## Provided passage:

Toshiba 1-1F1A (similar to SC-70 or SOT-323) Package
jadaro2600 - I hadn't read your post about the reverse
voltage before I bought these, so - I guess if they aren't
good enough I can eventually use them for something huh?
If 40-45V isn't enough, could I somehow wire multiple diodes
together to increase this value?
I went to Radioshack previously and got two varieties of
diode; one labeled IN4005(1.5V) and the other without a label
but having a 1.1V drop. I tried the 4005's and they didn't
do anything, but the other ones I haven't tested yet... perhaps
this is something I ought to experiment with.
Just for absolute clarity, this is what I am using
for my testing procedure -
Coil -> (+) goes through diode -> lead connects to meter
-> (-) connects to meter
---------------------------------------------
mscoffman - I've found a much larger 120mm fan, and by
your suggestion have begun positioning magnets onto it
in an alternating pattern. A bottle cap is glued onto
the center position, holding a used DVD as the surface
onto which the magnets sit.
Setting up my 50mm fan with dual coils for the N-S top
bottom arrangement... I'm thinking I should wire each
one with a diode VS wiring them together and using a
single diode.
interesting. It seems you ma be generating a low enough vollage to use the diode you purchased without much fuss.
There are also other properties of diodes, max reverse voltage is different from continuous reverse voltage and peak reverse voltage ..etc. You may be able to exceed this if the current on that voltage is low .. in other words, so long as your diode is running cool, everything should be fine ..you may be able to throw a thousand volts at it and not damage it or impede its performance ( correct load across the bridge, etc ).

## Entries:
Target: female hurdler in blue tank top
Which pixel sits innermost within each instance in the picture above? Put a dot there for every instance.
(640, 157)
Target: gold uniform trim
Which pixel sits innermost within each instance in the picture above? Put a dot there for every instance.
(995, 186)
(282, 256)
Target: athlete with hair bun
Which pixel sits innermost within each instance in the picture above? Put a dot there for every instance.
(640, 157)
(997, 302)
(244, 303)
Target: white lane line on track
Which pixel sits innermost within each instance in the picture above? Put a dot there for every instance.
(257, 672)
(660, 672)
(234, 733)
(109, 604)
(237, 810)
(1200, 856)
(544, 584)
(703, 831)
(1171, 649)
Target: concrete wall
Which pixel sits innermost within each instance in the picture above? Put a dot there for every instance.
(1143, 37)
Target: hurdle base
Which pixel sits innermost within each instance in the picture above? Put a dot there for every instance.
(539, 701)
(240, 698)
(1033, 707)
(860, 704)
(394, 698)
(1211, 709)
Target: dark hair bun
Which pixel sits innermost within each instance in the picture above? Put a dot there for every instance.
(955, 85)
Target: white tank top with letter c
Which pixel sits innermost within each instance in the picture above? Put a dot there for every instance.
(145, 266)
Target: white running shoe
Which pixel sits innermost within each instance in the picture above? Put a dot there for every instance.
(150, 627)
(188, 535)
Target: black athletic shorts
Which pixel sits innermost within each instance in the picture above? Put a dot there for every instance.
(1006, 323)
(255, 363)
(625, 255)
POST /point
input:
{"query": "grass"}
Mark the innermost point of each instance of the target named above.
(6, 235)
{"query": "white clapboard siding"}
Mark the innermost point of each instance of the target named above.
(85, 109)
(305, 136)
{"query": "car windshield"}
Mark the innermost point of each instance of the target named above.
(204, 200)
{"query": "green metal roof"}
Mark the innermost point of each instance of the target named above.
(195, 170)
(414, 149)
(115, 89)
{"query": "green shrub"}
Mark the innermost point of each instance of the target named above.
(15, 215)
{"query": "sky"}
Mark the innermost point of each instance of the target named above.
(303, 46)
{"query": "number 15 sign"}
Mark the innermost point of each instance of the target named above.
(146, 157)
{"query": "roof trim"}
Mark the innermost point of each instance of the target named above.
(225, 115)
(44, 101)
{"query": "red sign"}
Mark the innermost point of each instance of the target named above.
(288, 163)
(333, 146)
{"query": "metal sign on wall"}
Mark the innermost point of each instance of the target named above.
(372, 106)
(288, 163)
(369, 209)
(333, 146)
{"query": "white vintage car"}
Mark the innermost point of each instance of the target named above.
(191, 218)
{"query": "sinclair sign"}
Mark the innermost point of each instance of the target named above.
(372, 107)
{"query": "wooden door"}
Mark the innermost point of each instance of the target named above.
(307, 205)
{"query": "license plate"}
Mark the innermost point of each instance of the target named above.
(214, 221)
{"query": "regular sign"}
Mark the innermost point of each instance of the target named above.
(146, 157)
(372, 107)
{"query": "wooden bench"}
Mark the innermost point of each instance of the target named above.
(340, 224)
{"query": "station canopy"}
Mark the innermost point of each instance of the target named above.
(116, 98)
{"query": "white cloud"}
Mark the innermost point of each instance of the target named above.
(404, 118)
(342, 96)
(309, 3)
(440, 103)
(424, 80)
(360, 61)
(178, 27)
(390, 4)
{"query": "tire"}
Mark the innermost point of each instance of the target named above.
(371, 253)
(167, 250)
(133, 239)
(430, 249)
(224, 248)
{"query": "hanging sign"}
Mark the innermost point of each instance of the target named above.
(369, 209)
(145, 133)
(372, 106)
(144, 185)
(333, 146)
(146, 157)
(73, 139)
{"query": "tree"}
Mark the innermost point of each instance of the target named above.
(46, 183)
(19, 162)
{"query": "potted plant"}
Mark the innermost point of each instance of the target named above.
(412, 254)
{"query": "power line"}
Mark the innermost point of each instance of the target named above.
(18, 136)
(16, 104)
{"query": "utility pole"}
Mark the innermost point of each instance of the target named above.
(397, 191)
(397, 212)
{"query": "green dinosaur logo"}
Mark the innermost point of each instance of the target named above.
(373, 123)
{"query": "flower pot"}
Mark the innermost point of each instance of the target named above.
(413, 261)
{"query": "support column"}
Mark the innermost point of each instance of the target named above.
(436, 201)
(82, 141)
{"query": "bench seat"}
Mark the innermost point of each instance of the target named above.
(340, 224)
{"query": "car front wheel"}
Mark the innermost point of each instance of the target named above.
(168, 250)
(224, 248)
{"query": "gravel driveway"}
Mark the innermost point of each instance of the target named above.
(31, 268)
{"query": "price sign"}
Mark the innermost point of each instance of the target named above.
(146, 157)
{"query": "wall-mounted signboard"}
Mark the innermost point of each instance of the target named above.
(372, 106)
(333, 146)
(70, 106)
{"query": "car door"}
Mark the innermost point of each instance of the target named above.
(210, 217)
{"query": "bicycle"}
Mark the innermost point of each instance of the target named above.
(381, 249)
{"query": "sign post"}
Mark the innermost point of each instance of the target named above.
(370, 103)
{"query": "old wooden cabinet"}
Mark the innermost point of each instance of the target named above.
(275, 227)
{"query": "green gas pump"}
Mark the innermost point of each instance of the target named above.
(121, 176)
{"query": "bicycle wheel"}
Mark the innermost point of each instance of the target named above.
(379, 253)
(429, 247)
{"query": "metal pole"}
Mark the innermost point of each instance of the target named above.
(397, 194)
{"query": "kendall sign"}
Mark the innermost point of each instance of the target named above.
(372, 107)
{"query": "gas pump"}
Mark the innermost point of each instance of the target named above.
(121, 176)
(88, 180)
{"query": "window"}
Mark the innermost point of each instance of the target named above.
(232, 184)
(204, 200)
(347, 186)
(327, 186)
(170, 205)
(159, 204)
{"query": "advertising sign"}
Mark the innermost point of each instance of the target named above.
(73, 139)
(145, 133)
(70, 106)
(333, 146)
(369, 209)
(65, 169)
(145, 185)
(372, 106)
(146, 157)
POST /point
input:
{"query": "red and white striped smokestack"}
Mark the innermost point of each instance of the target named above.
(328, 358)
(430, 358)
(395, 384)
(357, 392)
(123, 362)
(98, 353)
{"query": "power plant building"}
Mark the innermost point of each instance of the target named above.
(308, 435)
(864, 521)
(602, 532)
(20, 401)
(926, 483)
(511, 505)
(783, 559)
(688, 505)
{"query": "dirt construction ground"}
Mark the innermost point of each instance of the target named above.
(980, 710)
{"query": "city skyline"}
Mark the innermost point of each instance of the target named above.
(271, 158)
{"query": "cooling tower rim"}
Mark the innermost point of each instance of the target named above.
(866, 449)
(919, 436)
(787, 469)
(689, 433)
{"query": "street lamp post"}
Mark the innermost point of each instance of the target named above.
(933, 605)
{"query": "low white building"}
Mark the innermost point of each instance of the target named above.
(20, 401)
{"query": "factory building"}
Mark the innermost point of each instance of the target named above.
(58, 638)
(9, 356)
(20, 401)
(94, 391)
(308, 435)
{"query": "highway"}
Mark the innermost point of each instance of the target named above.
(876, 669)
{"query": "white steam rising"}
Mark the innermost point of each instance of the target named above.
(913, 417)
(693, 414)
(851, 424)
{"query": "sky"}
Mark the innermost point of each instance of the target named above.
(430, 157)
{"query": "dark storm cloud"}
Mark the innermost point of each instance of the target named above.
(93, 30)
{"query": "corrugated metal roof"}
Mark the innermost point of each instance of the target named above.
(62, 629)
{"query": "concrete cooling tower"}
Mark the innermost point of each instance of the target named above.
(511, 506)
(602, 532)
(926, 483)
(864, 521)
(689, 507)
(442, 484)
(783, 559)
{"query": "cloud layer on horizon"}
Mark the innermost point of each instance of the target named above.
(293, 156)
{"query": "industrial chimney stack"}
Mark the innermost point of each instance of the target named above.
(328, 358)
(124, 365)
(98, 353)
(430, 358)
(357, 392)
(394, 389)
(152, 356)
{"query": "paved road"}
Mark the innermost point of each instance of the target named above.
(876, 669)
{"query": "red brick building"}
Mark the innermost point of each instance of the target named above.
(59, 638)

## Set tasks:
• a. List each line in the listing that contains the string "trim".
• b. Extend the forum thread about diodes and the fan generator, picking up after its last post.

## Task-by-task outputs:
• a.
Target: gold uniform trim
{"query": "roof trim"}

• b.
Some of the cheaper components perform admirably better than their stated properties.. after all, they do go into millions of different devices.
I'm not quite clear if you have a bridge off your coil or not ... if you're having trouble, just reverse the polarity of the diode or flip the coil around and see what happens at the meter.
Well, I've recieved the Toshiba diodes, and honestly I can't
imagine them being any smaller. They're in a roll, and measure
approximately 2mm from end to end, including the metal leads.
I've done a lot of welding in the past, and have experience
soldering together LEDs, but these diodes are tiny... very
small, so I may have to find a different source.
I'll sharpen my soldering iron, and hope that the roll of
solder I've got isn't too big in diameter.
Anyone have any solding tips on these? They look like
they were meant to be used by a machine designed for the
sole purpose of connecting together itty-bitty parts.
It took a couple of tries, but I finally got resistance
on one of them. Its the one superglued to the cardboard
on the bottom.
I first glued it in place, then wrapped the wires and
gave it a second coat.
I'll slice it out and solder it into place a little later,
then recheck the continuity.
Quote from: geotron on March 27, 2010, 11:19:56 PM
Well, I've recieved the Toshiba diodes, and honestly I can't
imagine them being any smaller. They're in a roll, and measure
approximately 2mm from end to end, including the metal leads.
I've done a lot of welding in the past, and have experience
soldering together LEDs, but these diodes are tiny... very
small, so I may have to find a different source.
I'll sharpen my soldering iron, and hope that the roll of
solder I've got isn't too big in diameter.
Anyone have any solding tips on these? They look like
they were meant to be used by a machine designed for the
sole purpose of connecting together itty-bitty parts.
Well, you could do two things, get a piece of copper foil, and place the diode on it, heat it up from below and then touch the solder to the lead end above the heated area on the copper, then use an exacto knife to separate the foil between into two sections.
Or you could use the same technique with wire, and coil a length of it several time around the diode to hold it in the air stead, then solder both sides and then cut the cross linking to create the leads.
I think the foil idea may work better, if you have a steady way to hold either of them, heating the wire to be attached to a glow and bringing it together with the solder quickly may be your best option for this tiny size.
One hot wire, the solder and the lead all come together at once, basically.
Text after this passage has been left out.